== Aim of the exercise ==
Write down each of the records again, exactly and in full.

== Input records ==
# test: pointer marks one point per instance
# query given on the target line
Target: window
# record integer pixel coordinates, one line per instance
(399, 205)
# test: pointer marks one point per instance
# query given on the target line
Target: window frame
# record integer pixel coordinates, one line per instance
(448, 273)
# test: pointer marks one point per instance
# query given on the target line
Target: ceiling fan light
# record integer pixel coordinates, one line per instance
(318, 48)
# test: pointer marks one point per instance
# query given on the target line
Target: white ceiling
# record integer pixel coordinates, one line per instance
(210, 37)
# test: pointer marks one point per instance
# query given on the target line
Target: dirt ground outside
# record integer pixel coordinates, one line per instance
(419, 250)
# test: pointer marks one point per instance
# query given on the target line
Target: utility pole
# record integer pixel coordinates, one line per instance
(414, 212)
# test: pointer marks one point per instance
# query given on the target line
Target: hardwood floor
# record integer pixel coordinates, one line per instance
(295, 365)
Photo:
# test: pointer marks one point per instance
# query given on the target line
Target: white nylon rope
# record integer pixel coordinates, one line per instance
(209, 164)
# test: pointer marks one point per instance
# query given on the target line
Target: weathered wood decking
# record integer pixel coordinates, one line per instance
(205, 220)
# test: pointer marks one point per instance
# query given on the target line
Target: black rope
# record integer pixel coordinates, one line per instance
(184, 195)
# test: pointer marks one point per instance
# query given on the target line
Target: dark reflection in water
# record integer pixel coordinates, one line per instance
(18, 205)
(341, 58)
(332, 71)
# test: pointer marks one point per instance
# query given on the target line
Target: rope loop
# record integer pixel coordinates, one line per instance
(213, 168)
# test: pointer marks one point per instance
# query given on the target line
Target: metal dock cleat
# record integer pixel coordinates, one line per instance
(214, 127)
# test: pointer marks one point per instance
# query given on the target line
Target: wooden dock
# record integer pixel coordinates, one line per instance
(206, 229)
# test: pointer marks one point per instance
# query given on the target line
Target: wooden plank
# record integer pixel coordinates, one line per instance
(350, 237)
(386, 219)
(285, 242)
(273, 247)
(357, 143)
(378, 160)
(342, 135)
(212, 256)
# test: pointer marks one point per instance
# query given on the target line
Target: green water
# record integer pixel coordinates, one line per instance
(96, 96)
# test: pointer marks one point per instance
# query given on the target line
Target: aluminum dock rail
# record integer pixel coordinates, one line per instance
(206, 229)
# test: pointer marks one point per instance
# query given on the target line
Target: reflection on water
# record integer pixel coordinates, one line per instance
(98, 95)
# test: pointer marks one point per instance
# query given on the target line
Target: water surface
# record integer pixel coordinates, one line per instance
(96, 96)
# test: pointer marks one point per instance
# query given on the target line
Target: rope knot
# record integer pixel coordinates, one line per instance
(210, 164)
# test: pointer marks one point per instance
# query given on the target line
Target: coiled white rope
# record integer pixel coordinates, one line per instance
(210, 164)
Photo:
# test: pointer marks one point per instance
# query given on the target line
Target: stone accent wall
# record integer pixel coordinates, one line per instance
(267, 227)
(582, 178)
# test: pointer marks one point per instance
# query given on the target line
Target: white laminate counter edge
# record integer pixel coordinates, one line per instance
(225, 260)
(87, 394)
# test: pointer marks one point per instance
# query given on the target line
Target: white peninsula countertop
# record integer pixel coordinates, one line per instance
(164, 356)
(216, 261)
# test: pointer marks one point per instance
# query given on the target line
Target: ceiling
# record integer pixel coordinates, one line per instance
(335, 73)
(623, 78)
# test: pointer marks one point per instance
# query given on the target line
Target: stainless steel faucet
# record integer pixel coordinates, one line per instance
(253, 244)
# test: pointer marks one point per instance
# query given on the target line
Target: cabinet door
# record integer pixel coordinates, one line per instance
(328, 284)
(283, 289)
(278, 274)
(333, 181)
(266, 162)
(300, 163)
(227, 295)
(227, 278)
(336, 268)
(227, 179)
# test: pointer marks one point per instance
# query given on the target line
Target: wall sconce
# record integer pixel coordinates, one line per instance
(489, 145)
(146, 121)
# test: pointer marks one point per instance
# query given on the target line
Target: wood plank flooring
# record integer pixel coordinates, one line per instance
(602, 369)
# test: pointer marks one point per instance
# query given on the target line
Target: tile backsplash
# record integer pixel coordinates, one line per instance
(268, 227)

== Task solution ==
# test: pointer marks one point per instance
# query given on the target line
Target: window
# record integer pixel coordinates, one line per instance
(399, 205)
# test: pointer marks one point per instance
# query given on the target line
Target: window frame
# record integer pixel coordinates, one line per instance
(448, 273)
# test: pointer marks one point per instance
# query given on the target line
Target: ceiling fan light
# record integer pixel coordinates, one line per instance
(318, 48)
# test: pointer marks one point per instance
# query given on the target line
Target: white ceiling
# record integer pixel coordinates, one line per instance
(210, 37)
# test: pointer marks one point per instance
# query given on the target line
Target: dirt ground outside
# record integer pixel coordinates, one line per instance
(419, 250)
# test: pointer marks one point per instance
# query given on the target line
Target: utility pole
# record integer pixel coordinates, one line per instance
(414, 212)
# test: pointer marks one point per instance
# query given on the target line
Target: hardwood floor
# record integer pixel coordinates, one line per instance
(295, 365)
Photo:
# test: pointer marks one point per instance
# query given on the target line
Target: white nylon rope
# record integer pixel coordinates, one line per instance
(209, 164)
# test: pointer marks one point per instance
# query given on the target line
Target: weathered wood decking
# record integer pixel coordinates, one line per instance
(205, 220)
# test: pointer marks one point per instance
# query given on the target line
Target: black rope
# record integer pixel coordinates, one line per instance
(184, 195)
# test: pointer marks one point per instance
# query given on the target line
Target: dark reflection in water
# record integer pixel coordinates, one line per instance
(18, 205)
(341, 58)
(332, 71)
# test: pointer marks one point per instance
# query given on the target line
Target: rope loop
# record integer pixel coordinates, one line per instance
(213, 168)
# test: pointer marks one point per instance
# query given on the target line
Target: metal dock cleat
# record integer pixel coordinates, one line per instance
(214, 127)
# test: pointer marks one point per instance
# query given on the target line
Target: wooden dock
# record integer pixel coordinates, one line per instance
(206, 229)
# test: pointer marks one point per instance
# query given on the target line
Target: wooden plank
# record integer pixel coordinates, one line per instance
(350, 237)
(386, 219)
(285, 242)
(273, 247)
(357, 143)
(378, 160)
(342, 135)
(212, 256)
# test: pointer marks one point per instance
# query given on the target line
Target: green water
# record integer pixel coordinates, one line per instance
(96, 96)
# test: pointer marks one point per instance
# query given on the target line
Target: aluminum dock rail
# record integer pixel coordinates, one line per instance
(206, 229)
# test: pointer marks one point per instance
# query given on the target line
Target: reflection on water
# record integer pixel coordinates, one line per instance
(98, 95)
# test: pointer marks one point per instance
# query given on the target line
Target: water surface
# record integer pixel coordinates, one line per instance
(96, 96)
# test: pointer marks one point per instance
# query given on the target line
Target: rope knot
# record integer pixel coordinates, one line per instance
(210, 164)
# test: pointer marks one point per instance
# query given on the target line
Target: coiled white rope
# record integer pixel coordinates, one line per instance
(210, 164)
Photo:
# test: pointer marks one point per instance
# query given on the target line
Target: stone accent wall
# record integer pixel coordinates, one line per instance
(267, 227)
(582, 178)
# test: pointer marks one point per instance
# query given on the target line
Target: white laminate counter edge
# record integer pixel coordinates, one line per instance
(225, 260)
(87, 394)
# test: pointer marks one point per instance
# query given on the target line
Target: white peninsula countertop
# record integer pixel coordinates, one line per instance
(164, 356)
(216, 261)
# test: pointer marks one point per instance
# query given on the target line
Target: ceiling
# record integer pixel coordinates, one line per instance
(335, 73)
(623, 78)
# test: pointer marks one point per instance
# query given on the target line
Target: stainless steel faucet
# record integer pixel coordinates, one line per instance
(253, 244)
# test: pointer marks one point per instance
# query given on the target line
Target: cabinet door
# record integer pixel coordinates, one line per instance
(328, 284)
(283, 289)
(278, 274)
(333, 181)
(266, 162)
(300, 163)
(227, 295)
(227, 278)
(336, 268)
(227, 179)
# test: pointer marks one point per instance
# query given on the target line
Target: wall sconce
# record integer pixel coordinates, one line per instance
(489, 145)
(146, 121)
# test: pointer marks one point per instance
# query given on the target line
Target: wood plank flooring
# record integer pixel coordinates, one line per instance
(602, 369)
# test: pointer marks one point per instance
# query given on the target line
Target: tile backsplash
# record integer pixel coordinates, one line per instance
(268, 227)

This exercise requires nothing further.